Task statement: State how many lines of the listing below contain the word "window". Reply with the number alone.

>> Begin Exercise data

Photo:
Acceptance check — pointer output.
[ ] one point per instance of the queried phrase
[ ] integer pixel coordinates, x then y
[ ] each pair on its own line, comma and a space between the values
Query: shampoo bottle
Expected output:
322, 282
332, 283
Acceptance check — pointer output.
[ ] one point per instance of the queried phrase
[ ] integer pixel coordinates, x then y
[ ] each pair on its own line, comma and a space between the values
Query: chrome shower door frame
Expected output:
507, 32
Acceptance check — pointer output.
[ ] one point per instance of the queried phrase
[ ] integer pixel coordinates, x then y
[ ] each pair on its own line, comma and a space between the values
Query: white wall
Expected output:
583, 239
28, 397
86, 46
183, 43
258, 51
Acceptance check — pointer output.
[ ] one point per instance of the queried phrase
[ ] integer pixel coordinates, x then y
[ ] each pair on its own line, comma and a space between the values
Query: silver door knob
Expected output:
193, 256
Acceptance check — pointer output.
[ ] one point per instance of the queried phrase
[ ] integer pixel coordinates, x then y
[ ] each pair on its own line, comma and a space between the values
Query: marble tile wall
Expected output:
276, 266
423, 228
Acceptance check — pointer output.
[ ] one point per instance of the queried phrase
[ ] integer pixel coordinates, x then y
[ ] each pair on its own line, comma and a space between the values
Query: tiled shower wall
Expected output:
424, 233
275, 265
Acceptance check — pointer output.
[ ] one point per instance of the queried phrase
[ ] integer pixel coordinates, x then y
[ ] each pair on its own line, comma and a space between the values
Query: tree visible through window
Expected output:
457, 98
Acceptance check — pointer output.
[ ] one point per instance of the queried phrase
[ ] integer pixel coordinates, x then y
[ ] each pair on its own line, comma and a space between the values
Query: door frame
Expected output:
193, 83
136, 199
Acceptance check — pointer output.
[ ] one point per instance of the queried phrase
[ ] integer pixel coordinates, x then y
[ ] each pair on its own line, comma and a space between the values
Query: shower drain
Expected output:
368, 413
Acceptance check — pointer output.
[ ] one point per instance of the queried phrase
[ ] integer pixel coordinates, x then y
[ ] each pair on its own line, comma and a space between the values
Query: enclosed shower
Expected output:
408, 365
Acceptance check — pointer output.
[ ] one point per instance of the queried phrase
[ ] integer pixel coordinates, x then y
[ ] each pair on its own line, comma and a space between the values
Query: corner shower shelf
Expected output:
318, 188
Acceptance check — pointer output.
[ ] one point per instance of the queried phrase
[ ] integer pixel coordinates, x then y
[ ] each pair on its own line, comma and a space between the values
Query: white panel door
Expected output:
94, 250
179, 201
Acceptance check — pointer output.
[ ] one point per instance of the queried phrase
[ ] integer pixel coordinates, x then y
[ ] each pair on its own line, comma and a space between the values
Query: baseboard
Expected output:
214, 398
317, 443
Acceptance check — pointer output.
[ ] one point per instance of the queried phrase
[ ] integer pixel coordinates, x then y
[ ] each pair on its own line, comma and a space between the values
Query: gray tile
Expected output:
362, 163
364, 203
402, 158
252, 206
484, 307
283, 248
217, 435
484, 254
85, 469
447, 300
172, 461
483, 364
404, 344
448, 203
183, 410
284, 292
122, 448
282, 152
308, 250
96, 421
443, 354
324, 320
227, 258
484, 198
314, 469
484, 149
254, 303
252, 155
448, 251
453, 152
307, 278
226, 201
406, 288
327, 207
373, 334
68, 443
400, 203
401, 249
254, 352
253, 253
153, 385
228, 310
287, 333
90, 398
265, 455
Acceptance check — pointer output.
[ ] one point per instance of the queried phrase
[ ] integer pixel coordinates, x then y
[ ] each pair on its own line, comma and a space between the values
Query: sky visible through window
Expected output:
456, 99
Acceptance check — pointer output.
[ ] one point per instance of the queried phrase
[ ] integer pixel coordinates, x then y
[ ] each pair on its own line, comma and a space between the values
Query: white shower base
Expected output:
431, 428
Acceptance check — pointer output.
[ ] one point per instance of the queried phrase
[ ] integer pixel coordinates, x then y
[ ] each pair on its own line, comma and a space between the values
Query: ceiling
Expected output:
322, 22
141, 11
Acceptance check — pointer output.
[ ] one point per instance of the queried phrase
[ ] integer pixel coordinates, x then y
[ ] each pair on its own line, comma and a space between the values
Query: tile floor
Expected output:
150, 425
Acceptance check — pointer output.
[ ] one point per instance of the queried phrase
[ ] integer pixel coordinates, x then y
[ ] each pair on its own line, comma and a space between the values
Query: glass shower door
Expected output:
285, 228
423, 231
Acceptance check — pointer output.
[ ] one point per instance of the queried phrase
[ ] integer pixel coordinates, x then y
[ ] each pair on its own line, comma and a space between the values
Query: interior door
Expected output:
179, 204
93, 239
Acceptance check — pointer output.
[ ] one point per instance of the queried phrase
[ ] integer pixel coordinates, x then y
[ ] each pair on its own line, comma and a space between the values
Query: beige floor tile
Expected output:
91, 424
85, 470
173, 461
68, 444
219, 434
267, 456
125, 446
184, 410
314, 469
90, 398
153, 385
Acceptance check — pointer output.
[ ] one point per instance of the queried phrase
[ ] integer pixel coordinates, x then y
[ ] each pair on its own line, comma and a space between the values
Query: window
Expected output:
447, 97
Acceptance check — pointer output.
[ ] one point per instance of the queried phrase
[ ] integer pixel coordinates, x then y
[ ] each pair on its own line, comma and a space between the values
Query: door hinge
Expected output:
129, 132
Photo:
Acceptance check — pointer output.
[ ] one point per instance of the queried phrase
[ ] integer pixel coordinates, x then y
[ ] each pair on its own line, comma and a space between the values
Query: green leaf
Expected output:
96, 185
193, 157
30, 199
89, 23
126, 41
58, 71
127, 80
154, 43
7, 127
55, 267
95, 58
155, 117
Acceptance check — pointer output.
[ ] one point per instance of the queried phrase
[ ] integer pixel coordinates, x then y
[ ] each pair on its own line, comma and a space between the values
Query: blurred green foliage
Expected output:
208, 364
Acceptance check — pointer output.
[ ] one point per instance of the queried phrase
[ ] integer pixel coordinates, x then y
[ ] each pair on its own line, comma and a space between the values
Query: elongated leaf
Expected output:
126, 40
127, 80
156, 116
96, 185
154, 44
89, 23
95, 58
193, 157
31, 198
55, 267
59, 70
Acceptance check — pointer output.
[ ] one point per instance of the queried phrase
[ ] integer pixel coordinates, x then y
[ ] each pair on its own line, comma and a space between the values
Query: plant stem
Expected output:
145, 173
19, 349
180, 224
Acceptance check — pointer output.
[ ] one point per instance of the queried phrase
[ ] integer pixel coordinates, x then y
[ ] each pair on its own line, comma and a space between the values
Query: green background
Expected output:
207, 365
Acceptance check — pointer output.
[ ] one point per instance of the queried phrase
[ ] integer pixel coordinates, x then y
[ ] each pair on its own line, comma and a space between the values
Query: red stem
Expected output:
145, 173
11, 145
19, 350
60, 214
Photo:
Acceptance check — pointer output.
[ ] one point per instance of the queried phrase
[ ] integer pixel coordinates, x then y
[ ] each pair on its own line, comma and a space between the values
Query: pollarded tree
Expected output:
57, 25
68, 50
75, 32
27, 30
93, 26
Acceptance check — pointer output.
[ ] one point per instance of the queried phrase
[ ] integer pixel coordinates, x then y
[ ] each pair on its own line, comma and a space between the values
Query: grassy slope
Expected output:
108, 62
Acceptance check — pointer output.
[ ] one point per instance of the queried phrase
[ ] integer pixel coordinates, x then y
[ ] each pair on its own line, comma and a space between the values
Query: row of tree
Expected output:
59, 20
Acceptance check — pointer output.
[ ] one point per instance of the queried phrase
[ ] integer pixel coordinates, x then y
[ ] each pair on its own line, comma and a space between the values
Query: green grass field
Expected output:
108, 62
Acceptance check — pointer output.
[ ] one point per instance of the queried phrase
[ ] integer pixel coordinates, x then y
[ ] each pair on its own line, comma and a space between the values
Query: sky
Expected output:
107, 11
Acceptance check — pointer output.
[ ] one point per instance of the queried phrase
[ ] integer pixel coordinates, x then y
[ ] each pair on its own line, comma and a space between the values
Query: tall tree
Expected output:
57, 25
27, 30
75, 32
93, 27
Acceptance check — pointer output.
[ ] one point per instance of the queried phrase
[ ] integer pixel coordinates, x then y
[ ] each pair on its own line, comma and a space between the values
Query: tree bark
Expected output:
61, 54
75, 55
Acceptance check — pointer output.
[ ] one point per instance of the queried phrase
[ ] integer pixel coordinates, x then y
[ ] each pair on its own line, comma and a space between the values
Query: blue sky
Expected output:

>> End Exercise data

Finished answer: 3